■ **REQUIRED ACTION**
Report the lines of the data below that contain the string "house".

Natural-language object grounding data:
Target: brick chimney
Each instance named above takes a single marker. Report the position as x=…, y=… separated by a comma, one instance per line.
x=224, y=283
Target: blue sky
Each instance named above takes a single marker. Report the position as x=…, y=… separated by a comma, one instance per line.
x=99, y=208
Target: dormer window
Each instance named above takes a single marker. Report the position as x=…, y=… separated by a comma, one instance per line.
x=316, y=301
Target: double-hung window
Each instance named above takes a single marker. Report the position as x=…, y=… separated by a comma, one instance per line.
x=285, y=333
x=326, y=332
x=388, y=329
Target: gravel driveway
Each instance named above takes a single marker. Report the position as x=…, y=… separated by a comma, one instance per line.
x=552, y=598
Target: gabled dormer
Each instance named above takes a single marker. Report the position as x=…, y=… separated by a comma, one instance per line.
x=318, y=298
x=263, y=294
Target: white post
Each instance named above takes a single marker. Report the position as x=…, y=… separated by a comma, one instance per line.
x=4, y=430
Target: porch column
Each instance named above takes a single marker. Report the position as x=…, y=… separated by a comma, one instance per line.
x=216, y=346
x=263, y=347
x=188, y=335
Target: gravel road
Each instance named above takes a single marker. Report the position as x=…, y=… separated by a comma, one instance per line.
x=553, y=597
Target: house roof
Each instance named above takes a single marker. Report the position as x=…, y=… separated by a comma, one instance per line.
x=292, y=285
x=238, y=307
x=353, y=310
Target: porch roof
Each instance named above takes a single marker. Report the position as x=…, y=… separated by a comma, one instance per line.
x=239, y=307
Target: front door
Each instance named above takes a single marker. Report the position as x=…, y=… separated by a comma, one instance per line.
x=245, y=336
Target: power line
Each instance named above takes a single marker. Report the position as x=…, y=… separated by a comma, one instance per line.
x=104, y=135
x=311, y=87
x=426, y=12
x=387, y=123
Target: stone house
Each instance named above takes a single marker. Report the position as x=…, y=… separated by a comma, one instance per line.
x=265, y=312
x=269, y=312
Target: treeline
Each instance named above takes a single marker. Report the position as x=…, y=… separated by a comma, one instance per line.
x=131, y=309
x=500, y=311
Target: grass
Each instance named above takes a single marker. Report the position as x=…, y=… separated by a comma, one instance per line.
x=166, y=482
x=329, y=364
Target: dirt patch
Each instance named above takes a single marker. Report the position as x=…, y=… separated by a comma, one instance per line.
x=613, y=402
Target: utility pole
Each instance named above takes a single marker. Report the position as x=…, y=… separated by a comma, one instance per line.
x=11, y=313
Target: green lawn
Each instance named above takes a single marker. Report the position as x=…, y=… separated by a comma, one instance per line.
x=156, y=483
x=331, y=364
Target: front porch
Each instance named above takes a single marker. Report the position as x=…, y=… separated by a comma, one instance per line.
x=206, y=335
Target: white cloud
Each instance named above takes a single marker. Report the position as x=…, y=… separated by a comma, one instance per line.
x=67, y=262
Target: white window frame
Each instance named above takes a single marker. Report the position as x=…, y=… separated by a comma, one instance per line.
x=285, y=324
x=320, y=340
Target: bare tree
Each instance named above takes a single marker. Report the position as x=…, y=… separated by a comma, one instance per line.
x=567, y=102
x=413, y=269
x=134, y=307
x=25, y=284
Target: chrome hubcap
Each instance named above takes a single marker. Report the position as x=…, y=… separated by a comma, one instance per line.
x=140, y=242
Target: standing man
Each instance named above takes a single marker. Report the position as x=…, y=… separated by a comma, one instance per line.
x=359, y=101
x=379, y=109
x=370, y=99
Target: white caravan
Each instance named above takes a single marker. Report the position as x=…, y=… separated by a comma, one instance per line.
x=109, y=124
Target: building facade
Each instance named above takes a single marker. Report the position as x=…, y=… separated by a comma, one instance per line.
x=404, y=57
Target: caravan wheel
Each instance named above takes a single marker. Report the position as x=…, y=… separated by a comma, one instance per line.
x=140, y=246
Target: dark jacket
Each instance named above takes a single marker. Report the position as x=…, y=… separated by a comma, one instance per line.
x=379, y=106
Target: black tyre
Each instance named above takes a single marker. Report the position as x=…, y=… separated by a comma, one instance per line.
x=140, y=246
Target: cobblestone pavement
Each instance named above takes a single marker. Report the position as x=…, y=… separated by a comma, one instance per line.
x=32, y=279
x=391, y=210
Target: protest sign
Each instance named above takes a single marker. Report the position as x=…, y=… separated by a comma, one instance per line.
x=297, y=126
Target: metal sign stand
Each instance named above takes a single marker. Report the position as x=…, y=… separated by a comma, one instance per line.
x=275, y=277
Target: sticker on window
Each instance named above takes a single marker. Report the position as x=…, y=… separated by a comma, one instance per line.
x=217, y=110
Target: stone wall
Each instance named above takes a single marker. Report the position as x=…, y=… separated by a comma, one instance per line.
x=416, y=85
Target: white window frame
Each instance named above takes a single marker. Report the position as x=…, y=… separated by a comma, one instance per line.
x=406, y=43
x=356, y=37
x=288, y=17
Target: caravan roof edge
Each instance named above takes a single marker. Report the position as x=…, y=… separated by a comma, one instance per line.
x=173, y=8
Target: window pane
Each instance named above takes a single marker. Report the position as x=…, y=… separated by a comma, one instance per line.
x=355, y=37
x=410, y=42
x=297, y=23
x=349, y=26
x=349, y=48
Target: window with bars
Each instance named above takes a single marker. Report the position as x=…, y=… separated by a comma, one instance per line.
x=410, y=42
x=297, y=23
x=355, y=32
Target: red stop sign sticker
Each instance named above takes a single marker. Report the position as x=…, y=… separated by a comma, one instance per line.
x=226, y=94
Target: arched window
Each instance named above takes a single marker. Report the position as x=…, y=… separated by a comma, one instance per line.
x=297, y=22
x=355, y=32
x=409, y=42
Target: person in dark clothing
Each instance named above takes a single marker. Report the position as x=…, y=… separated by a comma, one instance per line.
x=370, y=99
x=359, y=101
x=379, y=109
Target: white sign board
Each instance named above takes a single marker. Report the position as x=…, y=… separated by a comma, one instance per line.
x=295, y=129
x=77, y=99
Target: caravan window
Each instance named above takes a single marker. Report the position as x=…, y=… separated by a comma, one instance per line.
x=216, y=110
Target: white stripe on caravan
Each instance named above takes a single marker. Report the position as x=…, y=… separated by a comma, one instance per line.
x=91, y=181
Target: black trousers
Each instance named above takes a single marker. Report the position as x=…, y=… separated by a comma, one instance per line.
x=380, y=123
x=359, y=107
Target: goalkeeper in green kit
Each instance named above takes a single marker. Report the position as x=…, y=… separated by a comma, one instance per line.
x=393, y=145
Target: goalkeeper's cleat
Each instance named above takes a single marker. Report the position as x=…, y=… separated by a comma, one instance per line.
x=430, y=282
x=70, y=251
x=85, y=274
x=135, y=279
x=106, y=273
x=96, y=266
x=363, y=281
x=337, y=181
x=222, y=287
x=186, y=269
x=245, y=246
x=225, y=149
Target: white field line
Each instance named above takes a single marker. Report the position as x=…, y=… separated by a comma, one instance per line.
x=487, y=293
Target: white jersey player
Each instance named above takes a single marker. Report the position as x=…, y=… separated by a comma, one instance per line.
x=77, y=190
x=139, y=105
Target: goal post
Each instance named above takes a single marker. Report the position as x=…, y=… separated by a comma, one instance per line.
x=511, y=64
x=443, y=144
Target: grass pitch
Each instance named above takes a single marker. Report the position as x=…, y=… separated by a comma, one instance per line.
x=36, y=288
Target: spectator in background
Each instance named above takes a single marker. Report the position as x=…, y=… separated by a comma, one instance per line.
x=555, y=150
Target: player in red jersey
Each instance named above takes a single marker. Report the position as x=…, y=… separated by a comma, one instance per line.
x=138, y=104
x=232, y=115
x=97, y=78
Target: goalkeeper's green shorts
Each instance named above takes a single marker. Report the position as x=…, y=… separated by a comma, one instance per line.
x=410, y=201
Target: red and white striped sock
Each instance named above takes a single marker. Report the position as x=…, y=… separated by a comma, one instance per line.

■ **RESPONSE BOX**
Target: house roof
Target: stone house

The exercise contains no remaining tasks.